** start **
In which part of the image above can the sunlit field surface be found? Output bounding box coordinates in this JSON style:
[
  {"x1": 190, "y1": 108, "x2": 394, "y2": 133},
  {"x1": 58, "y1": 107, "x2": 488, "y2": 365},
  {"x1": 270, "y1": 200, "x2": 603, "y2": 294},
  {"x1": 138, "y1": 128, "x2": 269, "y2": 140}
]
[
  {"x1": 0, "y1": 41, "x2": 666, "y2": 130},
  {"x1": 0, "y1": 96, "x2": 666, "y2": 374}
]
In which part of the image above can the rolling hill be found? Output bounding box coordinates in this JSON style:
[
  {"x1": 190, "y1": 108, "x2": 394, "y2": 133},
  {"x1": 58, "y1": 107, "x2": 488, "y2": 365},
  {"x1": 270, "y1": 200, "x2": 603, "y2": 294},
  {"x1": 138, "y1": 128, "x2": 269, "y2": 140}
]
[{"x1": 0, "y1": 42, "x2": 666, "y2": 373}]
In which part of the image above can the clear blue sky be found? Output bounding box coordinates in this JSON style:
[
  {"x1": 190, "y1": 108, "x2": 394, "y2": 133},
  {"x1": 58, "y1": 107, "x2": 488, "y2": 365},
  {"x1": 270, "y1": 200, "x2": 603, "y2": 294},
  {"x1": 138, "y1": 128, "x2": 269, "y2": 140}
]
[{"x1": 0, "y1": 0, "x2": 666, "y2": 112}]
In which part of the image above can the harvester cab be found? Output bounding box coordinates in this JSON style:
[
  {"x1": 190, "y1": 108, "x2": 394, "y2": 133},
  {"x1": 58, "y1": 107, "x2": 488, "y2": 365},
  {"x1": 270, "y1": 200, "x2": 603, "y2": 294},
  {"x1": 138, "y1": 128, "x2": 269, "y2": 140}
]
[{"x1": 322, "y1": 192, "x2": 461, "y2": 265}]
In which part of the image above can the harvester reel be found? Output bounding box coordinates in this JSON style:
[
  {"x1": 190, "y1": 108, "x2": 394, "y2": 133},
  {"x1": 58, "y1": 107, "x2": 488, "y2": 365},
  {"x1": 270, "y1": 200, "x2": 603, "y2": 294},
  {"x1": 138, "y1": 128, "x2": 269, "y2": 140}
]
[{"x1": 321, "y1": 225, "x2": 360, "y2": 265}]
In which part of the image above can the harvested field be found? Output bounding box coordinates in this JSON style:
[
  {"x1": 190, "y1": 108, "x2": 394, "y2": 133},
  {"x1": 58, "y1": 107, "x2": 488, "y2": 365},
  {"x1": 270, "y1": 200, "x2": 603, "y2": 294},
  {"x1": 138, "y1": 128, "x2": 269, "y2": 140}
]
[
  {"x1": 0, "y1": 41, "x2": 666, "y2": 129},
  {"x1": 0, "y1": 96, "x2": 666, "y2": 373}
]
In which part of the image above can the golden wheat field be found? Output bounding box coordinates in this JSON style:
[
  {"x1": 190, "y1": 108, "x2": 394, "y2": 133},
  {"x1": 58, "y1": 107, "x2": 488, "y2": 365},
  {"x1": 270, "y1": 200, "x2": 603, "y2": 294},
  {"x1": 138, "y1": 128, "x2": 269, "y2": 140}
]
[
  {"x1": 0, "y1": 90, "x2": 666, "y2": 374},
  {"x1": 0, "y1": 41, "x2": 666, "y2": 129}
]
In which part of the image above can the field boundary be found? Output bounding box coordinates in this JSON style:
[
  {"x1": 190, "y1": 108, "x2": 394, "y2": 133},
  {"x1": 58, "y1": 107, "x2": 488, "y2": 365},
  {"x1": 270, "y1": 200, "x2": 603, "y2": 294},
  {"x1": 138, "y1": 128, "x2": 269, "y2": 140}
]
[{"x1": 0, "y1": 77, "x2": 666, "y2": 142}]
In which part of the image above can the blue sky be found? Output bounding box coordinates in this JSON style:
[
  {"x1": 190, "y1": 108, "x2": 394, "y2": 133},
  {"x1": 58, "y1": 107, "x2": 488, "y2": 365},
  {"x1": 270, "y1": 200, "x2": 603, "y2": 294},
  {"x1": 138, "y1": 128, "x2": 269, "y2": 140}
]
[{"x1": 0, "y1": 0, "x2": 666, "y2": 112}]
** end **
** start **
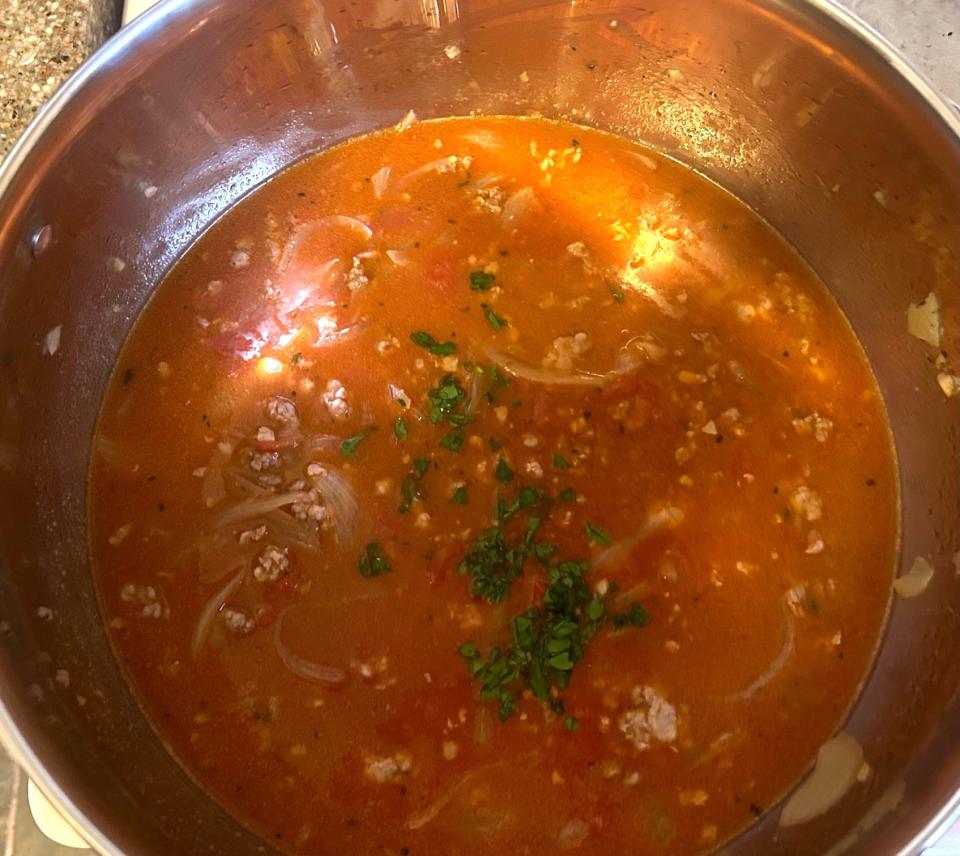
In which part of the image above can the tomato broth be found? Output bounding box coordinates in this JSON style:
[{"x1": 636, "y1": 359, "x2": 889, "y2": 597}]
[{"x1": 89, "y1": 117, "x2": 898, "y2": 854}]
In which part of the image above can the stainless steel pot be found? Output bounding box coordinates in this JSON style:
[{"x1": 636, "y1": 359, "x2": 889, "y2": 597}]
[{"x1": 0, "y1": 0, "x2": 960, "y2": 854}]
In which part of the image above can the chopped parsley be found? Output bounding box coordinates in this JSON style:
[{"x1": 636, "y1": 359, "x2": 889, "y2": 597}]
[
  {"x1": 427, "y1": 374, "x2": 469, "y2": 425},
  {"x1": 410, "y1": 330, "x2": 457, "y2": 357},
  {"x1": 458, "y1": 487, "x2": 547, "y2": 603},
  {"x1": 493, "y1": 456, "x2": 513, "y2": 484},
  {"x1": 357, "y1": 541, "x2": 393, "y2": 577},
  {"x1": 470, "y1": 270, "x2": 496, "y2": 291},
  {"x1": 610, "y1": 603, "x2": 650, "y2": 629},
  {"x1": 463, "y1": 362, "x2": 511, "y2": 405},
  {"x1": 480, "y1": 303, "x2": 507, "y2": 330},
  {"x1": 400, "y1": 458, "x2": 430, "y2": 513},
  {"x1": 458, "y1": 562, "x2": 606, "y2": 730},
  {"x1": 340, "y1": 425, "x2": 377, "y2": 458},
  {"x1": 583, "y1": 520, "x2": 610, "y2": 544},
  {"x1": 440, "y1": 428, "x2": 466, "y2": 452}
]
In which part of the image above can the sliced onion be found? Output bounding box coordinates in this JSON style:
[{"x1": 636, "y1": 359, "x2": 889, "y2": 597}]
** end **
• **Exercise instructions**
Locate every line above that contains the string "blue" and copy each such line.

• **Response to this exercise**
In which part of the image above can the clear blue sky be found? Output bounding box coordinates in this JSON style:
In which part of the image above can the blue sky be found? Output bounding box coordinates in this JSON style:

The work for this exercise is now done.